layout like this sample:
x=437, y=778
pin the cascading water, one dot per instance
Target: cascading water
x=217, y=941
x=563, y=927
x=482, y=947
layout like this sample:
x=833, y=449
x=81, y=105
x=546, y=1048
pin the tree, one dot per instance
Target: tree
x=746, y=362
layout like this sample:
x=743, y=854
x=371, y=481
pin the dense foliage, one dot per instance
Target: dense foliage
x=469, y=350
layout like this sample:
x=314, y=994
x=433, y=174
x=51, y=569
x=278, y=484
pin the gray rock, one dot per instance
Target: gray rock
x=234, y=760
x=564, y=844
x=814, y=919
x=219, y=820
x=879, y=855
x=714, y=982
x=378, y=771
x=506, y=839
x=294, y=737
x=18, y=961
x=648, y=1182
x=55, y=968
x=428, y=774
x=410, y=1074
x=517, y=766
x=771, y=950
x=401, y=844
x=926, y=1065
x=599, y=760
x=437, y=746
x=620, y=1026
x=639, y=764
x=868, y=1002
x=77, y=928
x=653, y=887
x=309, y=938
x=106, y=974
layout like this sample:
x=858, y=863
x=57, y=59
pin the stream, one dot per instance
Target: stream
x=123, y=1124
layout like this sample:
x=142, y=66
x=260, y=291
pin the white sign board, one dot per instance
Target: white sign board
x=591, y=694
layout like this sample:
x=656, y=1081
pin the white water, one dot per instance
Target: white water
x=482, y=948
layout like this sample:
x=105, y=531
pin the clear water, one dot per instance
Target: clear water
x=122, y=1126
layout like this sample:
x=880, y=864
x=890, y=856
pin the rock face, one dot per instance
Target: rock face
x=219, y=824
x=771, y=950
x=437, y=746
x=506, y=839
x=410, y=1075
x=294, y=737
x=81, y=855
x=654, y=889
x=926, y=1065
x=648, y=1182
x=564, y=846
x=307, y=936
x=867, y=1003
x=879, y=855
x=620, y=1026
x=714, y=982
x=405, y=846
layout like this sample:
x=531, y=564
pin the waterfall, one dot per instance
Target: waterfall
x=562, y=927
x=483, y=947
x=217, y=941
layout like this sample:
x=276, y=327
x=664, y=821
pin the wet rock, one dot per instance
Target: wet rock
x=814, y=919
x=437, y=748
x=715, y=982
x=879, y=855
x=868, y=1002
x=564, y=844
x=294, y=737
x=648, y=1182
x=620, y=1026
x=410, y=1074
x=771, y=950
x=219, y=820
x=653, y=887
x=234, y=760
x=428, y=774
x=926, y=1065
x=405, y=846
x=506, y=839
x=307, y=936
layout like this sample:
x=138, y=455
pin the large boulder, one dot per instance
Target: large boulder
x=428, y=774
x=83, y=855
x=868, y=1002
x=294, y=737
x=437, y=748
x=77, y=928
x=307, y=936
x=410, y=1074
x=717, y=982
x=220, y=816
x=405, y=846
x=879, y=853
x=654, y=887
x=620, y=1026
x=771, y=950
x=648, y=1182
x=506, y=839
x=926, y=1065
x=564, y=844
******
WRITTEN REQUEST: Edit the records from the first line up to and including the line with "x=469, y=350" by replacing "pin" with "mark", and give those lines again with everything else unchanged.

COMPLETE OUTPUT:
layout like this sample:
x=437, y=778
mark the cascading water, one dot per instance
Target: cascading water
x=217, y=941
x=563, y=927
x=482, y=947
layout like this sample:
x=833, y=449
x=81, y=105
x=546, y=1048
mark the tree, one dot per instance
Target: tree
x=746, y=362
layout like this sample:
x=743, y=854
x=371, y=481
mark the dense foliage, one dot per instance
Target: dense foliage
x=469, y=350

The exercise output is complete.